> _Selected excerpt_

--------

FOR IMMEDIATE RELEASE
Wednesday, October 21, 2020
Fact Checkers Stymie Rosendale’s Effort to Have It Both Ways
Rosendale has doubled down on his efforts to repeal the Affordable Care Act, while claiming that he’ll find a way to uphold protections for 152,000 Montanans with pre-existing conditions — despite refusing to articulate a coherent plan to do so. A recent fact-check from Politi-Fact and the Montana Free Press examines this dubious claim, and thoroughly dismantles it, leaving a verdict of “Mostly False.”
Rosendale’s history of attacking protections for pre-existing conditions is well–documented. Rosendale has long been vocal in his support for efforts to repeal the Affordable Care Act, which protects those with pre-existing conditions like asthma — and COVID-19. If Maryland Matt had his way, 152,000 Montanans with pre-existing conditions would once again be vulnerable to insurance company discrimination.

--------

> _Exercise description_
Copy out the full press release on the fact-check of Rosendale's health care claims word for word.

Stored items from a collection
--------

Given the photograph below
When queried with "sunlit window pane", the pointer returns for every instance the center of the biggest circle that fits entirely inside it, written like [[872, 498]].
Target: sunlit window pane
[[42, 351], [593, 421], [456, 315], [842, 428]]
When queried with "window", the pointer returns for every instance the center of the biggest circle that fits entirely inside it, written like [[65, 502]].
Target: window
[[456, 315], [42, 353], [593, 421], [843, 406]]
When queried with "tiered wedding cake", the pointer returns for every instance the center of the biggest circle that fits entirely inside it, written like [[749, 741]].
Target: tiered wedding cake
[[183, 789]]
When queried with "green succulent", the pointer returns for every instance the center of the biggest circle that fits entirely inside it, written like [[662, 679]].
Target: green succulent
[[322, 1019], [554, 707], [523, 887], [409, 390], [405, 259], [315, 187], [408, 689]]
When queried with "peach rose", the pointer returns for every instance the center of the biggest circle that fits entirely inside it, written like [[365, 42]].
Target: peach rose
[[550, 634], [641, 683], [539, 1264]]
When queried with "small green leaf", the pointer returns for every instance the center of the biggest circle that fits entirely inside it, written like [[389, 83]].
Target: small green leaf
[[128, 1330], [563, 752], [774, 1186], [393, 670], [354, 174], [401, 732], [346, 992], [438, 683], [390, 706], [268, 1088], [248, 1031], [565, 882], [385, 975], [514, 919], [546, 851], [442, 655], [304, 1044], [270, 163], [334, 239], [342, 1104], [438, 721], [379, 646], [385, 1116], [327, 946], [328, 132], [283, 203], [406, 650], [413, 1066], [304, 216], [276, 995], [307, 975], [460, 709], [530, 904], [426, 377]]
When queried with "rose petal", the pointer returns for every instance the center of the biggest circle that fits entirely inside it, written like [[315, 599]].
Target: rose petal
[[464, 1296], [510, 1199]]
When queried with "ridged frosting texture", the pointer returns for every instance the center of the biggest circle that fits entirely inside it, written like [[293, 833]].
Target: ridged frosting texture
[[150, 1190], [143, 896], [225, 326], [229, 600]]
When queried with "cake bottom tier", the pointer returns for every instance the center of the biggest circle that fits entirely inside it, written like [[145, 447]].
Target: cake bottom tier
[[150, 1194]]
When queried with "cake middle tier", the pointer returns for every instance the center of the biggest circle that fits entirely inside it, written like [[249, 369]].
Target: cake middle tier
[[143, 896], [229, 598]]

--------

> _Problem solution_
FOR IMMEDIATE RELEASE
Wednesday, October 21, 2020
Fact Checkers Stymie Rosendale’s Effort to Have It Both Ways
Rosendale has doubled down on his efforts to repeal the Affordable Care Act, while claiming that he’ll find a way to uphold protections for 152,000 Montanans with pre-existing conditions — despite refusing to articulate a coherent plan to do so. A recent fact-check from Politi-Fact and the Montana Free Press examines this dubious claim, and thoroughly dismantles it, leaving a verdict of “Mostly False.”
Rosendale’s history of attacking protections for pre-existing conditions is well–documented. Rosendale has long been vocal in his support for efforts to repeal the Affordable Care Act, which protects those with pre-existing conditions like asthma — and COVID-19. If Maryland Matt had his way, 152,000 Montanans with pre-existing conditions would once again be vulnerable to insurance company discrimination.